======== SOURCE EXTRACT ========

ABC Performance Analysis - GaloisInc/saw-script GitHub Wiki

Overview

SAW 0.8 includes a linked-in version of ABC and uses the saw-core-aig package plus a bit blaster in the aig package to construct AIGs using the C API to ABC when using the abc proof tactic. This caused numerous maintenance headaches, so after the 0.8 release we removed the linked-in ABC version. In its place, we have four new ways to interact with ABC.

  • The sbv_abc tactic converts the goal to SMT-Lib2 using SBV and sends it to an external ABC process.
  • The w4_abc_smtlib2 tactic converts the goal to SMT-Lib2 using What4 and sends it to an external ABC process.
  • The w4_abc_verilog tactic converts the goal to Verilog using What4 and sends it to an external ABC process.
  • The w4_abc_aiger tactic converts the goal to AIGER format and sends it to an external ABC process. I just realized while writing this that it doesn't use What4, and therefore is misleadingly named.

======== EXTRACTED DATA ========

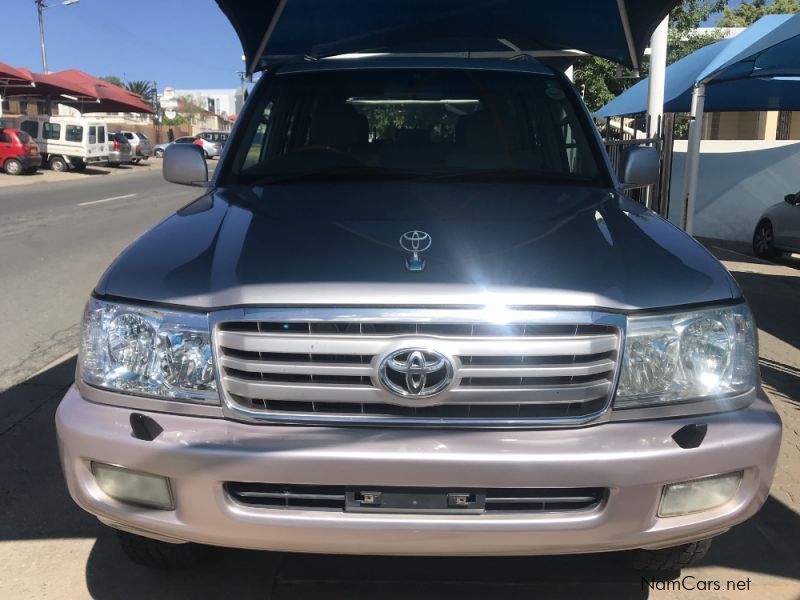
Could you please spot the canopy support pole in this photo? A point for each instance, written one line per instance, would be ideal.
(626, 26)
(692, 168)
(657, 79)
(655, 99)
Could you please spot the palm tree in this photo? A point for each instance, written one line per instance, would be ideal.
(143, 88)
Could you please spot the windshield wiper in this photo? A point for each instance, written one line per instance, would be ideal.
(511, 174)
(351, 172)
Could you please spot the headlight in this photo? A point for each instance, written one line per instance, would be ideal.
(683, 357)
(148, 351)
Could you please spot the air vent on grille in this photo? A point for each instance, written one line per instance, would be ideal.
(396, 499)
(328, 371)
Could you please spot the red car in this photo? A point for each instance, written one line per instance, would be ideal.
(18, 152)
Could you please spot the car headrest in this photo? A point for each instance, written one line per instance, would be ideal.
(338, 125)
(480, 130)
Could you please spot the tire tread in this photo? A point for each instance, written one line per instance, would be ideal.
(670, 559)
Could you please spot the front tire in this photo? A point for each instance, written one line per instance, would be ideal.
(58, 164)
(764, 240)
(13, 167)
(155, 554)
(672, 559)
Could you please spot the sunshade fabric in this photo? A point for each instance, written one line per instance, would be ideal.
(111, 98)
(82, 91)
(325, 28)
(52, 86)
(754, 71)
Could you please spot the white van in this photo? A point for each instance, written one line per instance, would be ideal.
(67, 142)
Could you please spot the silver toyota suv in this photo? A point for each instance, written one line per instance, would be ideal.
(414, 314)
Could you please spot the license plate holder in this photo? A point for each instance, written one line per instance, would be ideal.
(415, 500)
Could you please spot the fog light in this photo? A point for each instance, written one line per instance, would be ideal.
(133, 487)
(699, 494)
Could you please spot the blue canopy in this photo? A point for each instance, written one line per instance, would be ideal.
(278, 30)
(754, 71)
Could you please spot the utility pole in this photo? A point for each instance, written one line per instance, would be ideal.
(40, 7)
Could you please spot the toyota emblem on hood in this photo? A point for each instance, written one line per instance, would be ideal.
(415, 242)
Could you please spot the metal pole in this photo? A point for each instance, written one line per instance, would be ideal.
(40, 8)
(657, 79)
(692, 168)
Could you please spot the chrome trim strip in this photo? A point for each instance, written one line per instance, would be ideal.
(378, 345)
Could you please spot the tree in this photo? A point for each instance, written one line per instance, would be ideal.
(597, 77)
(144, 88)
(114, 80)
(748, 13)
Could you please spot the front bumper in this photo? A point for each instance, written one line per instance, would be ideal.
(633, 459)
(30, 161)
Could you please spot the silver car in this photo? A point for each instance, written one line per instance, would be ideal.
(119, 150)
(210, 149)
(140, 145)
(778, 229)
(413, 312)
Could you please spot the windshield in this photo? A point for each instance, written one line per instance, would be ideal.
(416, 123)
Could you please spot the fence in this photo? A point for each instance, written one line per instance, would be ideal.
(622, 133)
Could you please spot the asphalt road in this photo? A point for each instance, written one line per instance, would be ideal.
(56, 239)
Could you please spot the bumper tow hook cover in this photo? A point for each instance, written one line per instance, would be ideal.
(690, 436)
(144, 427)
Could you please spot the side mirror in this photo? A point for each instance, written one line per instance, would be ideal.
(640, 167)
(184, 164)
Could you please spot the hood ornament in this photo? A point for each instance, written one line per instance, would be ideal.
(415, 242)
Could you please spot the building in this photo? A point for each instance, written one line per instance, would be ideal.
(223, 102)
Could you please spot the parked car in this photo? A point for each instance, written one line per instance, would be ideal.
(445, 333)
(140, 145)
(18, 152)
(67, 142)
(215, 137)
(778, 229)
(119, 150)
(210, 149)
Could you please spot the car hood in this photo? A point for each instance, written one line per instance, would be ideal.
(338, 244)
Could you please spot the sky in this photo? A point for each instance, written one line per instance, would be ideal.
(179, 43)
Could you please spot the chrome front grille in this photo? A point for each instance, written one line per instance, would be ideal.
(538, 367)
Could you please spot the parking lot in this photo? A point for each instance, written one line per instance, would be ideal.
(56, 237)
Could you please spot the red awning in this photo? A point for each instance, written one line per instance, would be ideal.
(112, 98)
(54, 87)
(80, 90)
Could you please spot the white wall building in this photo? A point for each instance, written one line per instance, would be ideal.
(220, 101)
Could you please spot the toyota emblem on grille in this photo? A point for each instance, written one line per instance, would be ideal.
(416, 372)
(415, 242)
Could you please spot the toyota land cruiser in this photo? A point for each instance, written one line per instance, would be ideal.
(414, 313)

========
======== EXTRACTED DATA ========

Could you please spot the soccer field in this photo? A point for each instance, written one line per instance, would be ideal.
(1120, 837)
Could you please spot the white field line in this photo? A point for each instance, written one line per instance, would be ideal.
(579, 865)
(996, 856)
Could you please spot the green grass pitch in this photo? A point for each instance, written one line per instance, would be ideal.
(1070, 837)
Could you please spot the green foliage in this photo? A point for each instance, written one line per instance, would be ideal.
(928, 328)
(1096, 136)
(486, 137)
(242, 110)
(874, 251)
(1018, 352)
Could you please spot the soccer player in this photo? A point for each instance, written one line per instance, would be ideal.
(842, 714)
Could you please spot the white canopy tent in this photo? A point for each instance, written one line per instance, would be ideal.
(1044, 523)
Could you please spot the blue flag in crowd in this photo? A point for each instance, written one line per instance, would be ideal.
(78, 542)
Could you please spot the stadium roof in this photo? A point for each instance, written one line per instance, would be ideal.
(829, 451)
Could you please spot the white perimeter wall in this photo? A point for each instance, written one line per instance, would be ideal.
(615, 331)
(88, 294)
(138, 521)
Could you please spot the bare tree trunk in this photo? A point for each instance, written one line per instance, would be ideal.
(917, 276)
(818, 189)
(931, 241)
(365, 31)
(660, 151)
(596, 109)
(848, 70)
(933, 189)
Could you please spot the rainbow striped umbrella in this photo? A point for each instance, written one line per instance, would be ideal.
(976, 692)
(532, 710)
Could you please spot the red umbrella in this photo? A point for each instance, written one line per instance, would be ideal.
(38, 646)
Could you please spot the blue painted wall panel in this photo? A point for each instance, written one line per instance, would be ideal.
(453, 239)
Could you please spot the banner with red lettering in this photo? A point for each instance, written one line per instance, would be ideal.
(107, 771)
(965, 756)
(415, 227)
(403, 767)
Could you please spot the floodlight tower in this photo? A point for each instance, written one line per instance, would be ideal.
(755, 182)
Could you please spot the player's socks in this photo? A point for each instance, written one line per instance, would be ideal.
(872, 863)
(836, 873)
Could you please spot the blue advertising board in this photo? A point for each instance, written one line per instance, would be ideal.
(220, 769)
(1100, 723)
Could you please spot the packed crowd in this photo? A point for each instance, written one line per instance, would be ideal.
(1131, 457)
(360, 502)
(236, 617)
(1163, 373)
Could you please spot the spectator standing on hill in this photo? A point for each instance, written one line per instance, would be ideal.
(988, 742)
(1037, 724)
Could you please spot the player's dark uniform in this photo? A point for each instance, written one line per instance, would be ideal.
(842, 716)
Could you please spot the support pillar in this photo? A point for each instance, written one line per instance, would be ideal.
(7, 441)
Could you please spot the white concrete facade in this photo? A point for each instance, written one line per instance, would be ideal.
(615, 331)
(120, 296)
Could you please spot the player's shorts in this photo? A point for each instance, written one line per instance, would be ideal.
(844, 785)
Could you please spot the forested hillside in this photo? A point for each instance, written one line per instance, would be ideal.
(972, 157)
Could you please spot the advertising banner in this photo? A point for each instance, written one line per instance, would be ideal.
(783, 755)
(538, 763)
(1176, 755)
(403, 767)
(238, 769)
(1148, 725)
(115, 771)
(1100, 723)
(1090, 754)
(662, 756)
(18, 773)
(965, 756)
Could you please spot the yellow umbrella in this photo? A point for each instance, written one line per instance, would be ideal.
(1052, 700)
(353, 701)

========

[WHAT IS REQUIRED]
According to the SAW wiki text above, which tactic converts the goal to Verilog using What4 before sending it to an external ABC process?

[EXERCISE SOLUTION]
The w4_abc_verilog tactic.